* [Records provided]:
######
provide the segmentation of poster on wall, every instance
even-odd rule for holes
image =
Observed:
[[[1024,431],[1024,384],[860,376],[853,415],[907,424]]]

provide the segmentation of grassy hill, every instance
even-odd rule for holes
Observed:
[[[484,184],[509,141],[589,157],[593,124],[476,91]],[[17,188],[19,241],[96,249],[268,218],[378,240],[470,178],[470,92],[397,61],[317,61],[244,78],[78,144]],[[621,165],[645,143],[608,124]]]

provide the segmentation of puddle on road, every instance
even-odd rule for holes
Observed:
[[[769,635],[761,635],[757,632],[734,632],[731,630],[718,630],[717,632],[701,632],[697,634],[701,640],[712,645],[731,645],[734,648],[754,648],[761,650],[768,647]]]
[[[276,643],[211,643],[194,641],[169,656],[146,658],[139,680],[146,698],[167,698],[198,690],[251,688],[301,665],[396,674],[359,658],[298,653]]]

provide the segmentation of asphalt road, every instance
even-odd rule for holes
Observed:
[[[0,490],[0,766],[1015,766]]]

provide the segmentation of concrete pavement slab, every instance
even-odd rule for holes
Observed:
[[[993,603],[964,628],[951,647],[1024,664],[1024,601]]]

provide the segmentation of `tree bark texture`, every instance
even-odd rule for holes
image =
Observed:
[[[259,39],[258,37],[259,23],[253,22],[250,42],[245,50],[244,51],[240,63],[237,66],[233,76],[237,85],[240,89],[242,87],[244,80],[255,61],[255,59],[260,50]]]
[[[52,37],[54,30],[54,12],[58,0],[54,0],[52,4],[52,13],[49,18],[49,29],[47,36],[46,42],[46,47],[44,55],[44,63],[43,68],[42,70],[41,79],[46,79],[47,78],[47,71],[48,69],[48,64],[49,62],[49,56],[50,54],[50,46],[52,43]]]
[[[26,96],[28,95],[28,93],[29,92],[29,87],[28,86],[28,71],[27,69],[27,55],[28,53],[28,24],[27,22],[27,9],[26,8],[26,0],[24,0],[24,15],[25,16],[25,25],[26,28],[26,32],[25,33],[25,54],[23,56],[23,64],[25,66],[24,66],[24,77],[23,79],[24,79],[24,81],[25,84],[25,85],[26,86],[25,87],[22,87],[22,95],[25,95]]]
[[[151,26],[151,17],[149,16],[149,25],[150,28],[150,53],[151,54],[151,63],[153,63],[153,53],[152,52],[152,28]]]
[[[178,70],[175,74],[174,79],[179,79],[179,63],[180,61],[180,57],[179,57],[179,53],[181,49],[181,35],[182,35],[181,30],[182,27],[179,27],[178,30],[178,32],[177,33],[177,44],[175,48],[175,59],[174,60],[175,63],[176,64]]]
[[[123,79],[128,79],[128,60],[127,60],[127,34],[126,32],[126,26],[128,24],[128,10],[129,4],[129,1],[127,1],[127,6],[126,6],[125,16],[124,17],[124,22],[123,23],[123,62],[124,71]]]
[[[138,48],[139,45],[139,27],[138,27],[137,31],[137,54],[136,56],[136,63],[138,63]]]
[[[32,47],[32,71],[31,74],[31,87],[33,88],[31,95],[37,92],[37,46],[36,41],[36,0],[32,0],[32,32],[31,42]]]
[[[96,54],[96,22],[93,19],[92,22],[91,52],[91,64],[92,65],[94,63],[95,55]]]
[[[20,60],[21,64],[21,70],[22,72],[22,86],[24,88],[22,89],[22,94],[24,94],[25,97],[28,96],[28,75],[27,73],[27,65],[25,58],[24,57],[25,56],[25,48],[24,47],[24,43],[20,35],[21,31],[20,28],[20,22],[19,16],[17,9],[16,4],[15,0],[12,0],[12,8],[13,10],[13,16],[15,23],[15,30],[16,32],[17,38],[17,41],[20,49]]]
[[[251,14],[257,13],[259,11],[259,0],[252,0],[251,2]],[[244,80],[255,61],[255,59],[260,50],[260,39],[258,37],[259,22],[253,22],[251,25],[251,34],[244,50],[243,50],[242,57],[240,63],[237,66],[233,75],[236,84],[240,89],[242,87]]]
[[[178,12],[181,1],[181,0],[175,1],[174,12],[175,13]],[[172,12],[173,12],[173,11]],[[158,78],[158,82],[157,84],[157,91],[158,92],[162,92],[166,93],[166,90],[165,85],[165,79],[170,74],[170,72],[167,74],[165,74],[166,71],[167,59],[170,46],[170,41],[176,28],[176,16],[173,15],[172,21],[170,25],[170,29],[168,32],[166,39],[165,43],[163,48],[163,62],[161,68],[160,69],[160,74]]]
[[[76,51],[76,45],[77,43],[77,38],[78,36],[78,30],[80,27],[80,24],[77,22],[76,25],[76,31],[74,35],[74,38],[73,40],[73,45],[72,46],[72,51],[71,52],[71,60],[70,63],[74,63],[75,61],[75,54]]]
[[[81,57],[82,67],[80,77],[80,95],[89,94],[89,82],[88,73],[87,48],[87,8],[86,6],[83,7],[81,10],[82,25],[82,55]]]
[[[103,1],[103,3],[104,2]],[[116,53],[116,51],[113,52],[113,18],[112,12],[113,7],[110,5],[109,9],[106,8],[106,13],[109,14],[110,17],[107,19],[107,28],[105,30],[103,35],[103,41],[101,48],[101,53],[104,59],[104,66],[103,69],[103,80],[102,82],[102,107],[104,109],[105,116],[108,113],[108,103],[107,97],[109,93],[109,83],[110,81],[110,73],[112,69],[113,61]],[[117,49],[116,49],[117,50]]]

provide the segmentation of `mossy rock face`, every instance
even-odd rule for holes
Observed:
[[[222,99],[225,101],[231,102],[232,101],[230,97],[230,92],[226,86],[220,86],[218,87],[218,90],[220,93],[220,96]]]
######
* [Requirements]: Rewrite the data above with every occurrence of "Observed" changed to "Result", leaving everything else exactly as it is.

* [Final answer]:
provide the segmentation of poster on wall, every instance
even-odd rule for holes
image =
Result:
[[[1024,431],[1024,384],[860,376],[853,415],[907,424]]]

provide the segmentation of grassy hill, every instance
even-odd rule for holes
Result:
[[[484,184],[509,141],[589,157],[593,124],[476,91]],[[17,188],[19,241],[96,249],[268,218],[378,240],[470,178],[470,92],[397,61],[317,61],[244,78],[78,144]],[[621,165],[645,143],[608,124]]]

provide the segmentation of puddle on road, every instance
even-odd rule for holes
Result:
[[[769,635],[761,635],[757,632],[734,632],[731,630],[718,630],[717,632],[701,632],[697,634],[701,640],[712,645],[731,645],[734,648],[754,648],[761,650],[768,647]]]
[[[276,643],[211,643],[194,641],[169,656],[146,658],[139,680],[146,698],[167,698],[198,690],[251,688],[301,665],[396,674],[359,658],[298,653]]]

provide the segmentation of asphalt road, every instance
even-odd rule for holes
Result:
[[[0,490],[0,766],[1015,766]]]

provide the segmentation of concrete pavement slab, every instance
even-odd rule for holes
Result:
[[[993,603],[964,628],[951,647],[1024,664],[1024,601]]]

provide the segmentation of `tree bark texture`, every instance
even-odd rule for holes
image =
Result:
[[[259,39],[258,37],[259,23],[253,22],[250,42],[245,50],[244,51],[240,63],[237,66],[233,76],[237,85],[240,89],[242,87],[244,80],[255,61],[255,59],[260,50]]]
[[[52,37],[54,30],[54,12],[58,0],[54,0],[52,4],[52,13],[49,18],[49,29],[47,36],[46,42],[46,47],[44,55],[44,63],[43,68],[42,70],[41,79],[46,79],[47,78],[47,71],[48,69],[48,64],[49,62],[49,56],[50,54],[50,46],[52,43]]]
[[[26,96],[28,95],[28,93],[29,92],[29,87],[28,86],[28,71],[27,69],[27,55],[28,53],[28,24],[27,22],[27,9],[26,8],[26,0],[24,0],[24,15],[25,16],[25,25],[26,28],[26,32],[25,33],[25,54],[23,56],[23,64],[25,66],[24,66],[24,77],[23,79],[24,79],[24,81],[25,84],[25,85],[26,86],[25,87],[22,87],[22,95],[25,95]]]
[[[151,26],[151,17],[149,16],[149,25],[150,28],[150,53],[151,54],[151,63],[153,63],[153,53],[152,52],[152,28]]]
[[[178,70],[175,74],[174,79],[179,79],[179,63],[180,61],[180,57],[179,57],[179,53],[181,49],[181,35],[182,35],[181,30],[182,27],[179,27],[178,30],[178,32],[177,33],[177,44],[175,48],[175,59],[174,60],[175,63],[176,64]]]
[[[123,79],[128,79],[128,60],[127,60],[127,34],[126,32],[126,26],[128,24],[128,10],[129,4],[129,1],[127,1],[127,6],[126,6],[125,16],[124,17],[124,22],[123,23],[123,62],[124,71]]]
[[[138,48],[139,45],[139,27],[138,27],[137,31],[137,54],[136,56],[136,63],[138,63]]]
[[[32,47],[32,71],[31,74],[31,87],[33,88],[31,95],[37,92],[37,46],[36,41],[36,0],[32,0],[32,32],[31,42]]]
[[[96,54],[96,22],[93,19],[92,22],[91,52],[91,64],[92,65],[94,63],[95,55]]]
[[[20,60],[21,64],[21,70],[22,72],[22,86],[24,88],[22,89],[22,94],[24,94],[25,97],[28,96],[28,75],[27,73],[27,65],[25,58],[24,57],[25,56],[25,48],[24,47],[24,43],[20,35],[21,31],[20,28],[20,22],[19,16],[17,9],[16,4],[15,0],[12,0],[12,8],[13,10],[13,16],[15,23],[15,30],[16,32],[17,38],[17,41],[20,49]]]
[[[251,14],[257,13],[259,11],[259,0],[252,0],[251,2]],[[244,80],[255,61],[255,59],[260,50],[260,39],[258,37],[259,22],[253,22],[251,25],[251,34],[244,50],[243,50],[242,57],[240,63],[237,66],[233,75],[236,84],[240,89],[242,87]]]
[[[178,12],[181,1],[181,0],[175,1],[174,12],[175,13]],[[172,12],[173,12],[173,11]],[[158,78],[158,82],[157,84],[157,91],[158,92],[162,92],[166,93],[166,90],[165,85],[165,79],[170,74],[170,72],[167,74],[165,74],[166,71],[167,59],[170,46],[170,41],[176,28],[176,16],[173,15],[172,21],[170,25],[170,29],[168,32],[166,39],[165,43],[163,48],[163,62],[161,68],[160,69],[160,74]]]
[[[76,51],[76,45],[77,43],[77,38],[78,36],[78,30],[80,27],[80,24],[77,22],[76,25],[76,31],[74,35],[74,38],[73,40],[73,45],[72,46],[72,51],[71,52],[71,60],[70,63],[74,63],[75,61],[75,54]]]
[[[81,57],[82,67],[80,77],[80,95],[89,94],[89,82],[88,73],[87,48],[87,8],[86,6],[83,7],[81,10],[82,25],[82,55]]]
[[[103,1],[103,3],[104,2]],[[116,53],[116,51],[113,52],[113,18],[112,12],[113,7],[110,5],[109,9],[106,8],[106,13],[109,14],[110,17],[107,19],[107,28],[105,30],[103,35],[103,41],[101,48],[101,53],[104,59],[104,66],[103,69],[103,80],[102,82],[102,107],[104,109],[105,116],[108,113],[108,103],[107,97],[109,93],[109,83],[110,81],[110,73],[112,69],[113,61]],[[117,49],[116,49],[117,50]]]

provide the segmentation of `mossy rock face`, every instance
even-odd rule for holes
Result:
[[[222,99],[225,101],[231,102],[232,101],[230,97],[230,92],[226,86],[220,86],[218,87],[218,90],[220,93],[220,96]]]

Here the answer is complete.